Collected data records

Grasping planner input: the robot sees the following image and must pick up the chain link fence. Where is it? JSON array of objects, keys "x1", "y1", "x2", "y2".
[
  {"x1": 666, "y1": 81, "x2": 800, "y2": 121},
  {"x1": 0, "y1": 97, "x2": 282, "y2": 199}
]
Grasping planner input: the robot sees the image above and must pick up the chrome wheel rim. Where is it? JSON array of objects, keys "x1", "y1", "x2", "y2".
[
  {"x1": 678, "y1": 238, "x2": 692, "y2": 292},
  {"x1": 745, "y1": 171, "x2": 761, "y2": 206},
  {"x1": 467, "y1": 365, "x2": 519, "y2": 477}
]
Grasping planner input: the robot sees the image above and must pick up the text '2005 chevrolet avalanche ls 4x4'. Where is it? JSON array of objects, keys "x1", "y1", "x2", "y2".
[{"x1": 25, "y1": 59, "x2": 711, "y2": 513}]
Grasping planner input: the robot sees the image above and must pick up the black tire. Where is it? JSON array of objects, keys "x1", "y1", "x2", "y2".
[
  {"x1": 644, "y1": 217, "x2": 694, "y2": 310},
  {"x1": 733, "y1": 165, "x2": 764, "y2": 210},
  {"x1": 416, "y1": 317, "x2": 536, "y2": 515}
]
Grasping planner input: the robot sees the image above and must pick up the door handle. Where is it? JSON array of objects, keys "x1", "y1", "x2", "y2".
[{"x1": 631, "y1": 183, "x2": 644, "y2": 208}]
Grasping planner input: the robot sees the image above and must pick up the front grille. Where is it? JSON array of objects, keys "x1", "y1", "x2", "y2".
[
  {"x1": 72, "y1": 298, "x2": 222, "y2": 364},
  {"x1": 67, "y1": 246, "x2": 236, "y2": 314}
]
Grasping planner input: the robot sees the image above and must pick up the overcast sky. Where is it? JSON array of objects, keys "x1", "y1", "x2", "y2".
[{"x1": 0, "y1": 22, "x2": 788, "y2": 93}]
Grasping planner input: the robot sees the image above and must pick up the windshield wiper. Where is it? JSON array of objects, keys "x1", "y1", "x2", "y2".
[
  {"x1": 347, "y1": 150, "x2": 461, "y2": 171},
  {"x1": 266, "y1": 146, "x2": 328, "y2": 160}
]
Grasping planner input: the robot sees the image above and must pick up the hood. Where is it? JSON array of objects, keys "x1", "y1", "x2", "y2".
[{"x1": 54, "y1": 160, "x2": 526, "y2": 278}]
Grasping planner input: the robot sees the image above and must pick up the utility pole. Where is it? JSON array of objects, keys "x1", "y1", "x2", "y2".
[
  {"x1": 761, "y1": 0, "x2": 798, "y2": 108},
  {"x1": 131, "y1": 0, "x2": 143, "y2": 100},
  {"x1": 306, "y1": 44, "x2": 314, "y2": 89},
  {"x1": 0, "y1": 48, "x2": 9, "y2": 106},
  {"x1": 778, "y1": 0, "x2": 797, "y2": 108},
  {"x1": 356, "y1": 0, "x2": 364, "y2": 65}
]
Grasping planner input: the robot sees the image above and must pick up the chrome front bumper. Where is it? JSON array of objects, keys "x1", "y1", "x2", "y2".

• _Aim of the task_: Copy every one of the records above word for word, with no changes.

• _Response to this task_:
Grasping planner input: the robot sees the following image and must pick up the chain link fence. Where is it? JSON array of objects, keys "x1", "y1", "x2", "y2".
[
  {"x1": 666, "y1": 81, "x2": 800, "y2": 121},
  {"x1": 0, "y1": 97, "x2": 282, "y2": 199}
]
Grasping planner input: the robot sees the image above and must pick up the chrome wheel rim. Where is it? JSON array of objects, keys "x1", "y1", "x2", "y2".
[
  {"x1": 678, "y1": 238, "x2": 692, "y2": 292},
  {"x1": 745, "y1": 171, "x2": 761, "y2": 206},
  {"x1": 467, "y1": 365, "x2": 519, "y2": 477}
]
Grasping planner input: the robot sees the image above and must pick up the text '2005 chevrolet avalanche ls 4x4'. Where is it? JSON array of objects, keys "x1", "y1", "x2", "y2".
[{"x1": 25, "y1": 59, "x2": 711, "y2": 513}]
Grasping planner input: the robot sees the image above and must pick up the black tire. Where is it? JSON array of objects, keys "x1", "y1", "x2", "y2".
[
  {"x1": 644, "y1": 217, "x2": 694, "y2": 310},
  {"x1": 733, "y1": 165, "x2": 764, "y2": 210},
  {"x1": 416, "y1": 317, "x2": 536, "y2": 515}
]
Grasping planner input: the robot sees the image above and must pick up the door handle. Where is it? JSON array of objects, keys "x1", "y1", "x2", "y2".
[{"x1": 631, "y1": 183, "x2": 644, "y2": 208}]
Grasping planner input: the robot sees the image above and must pick up the front grille. Where is it? JSON array of objects, keys "x1", "y1", "x2", "y2".
[
  {"x1": 72, "y1": 298, "x2": 222, "y2": 364},
  {"x1": 67, "y1": 246, "x2": 236, "y2": 314}
]
Grasping planner input: the robot sees the image above and must pick up the overcast sky. Where is it? JSON array of objects, keys "x1", "y1", "x2", "y2".
[{"x1": 0, "y1": 22, "x2": 788, "y2": 93}]
Grasping planner input: the robot sees the image above and must pick up the windshield wiper. Where is it? JSON array of objects, keys "x1", "y1", "x2", "y2".
[
  {"x1": 347, "y1": 150, "x2": 461, "y2": 171},
  {"x1": 266, "y1": 146, "x2": 328, "y2": 160}
]
Grasping planner input: the robot sees the image above and must pick up the hood. Where is it? JSON array of objects, keys "x1", "y1", "x2", "y2".
[{"x1": 54, "y1": 160, "x2": 526, "y2": 278}]
Grasping planner input: the robot sees the image above and must pick up the utility pole. Where is it? JSON array of objects, keys "x1", "y1", "x2", "y2".
[
  {"x1": 761, "y1": 0, "x2": 798, "y2": 108},
  {"x1": 131, "y1": 0, "x2": 143, "y2": 100},
  {"x1": 306, "y1": 44, "x2": 314, "y2": 89},
  {"x1": 0, "y1": 48, "x2": 9, "y2": 106},
  {"x1": 778, "y1": 0, "x2": 797, "y2": 108},
  {"x1": 356, "y1": 0, "x2": 364, "y2": 65}
]
Grasping planner input: the robot sees the image above and must pick up the chrome front bumper. Where is it? JSON array of objects, keys "x1", "y1", "x2", "y2".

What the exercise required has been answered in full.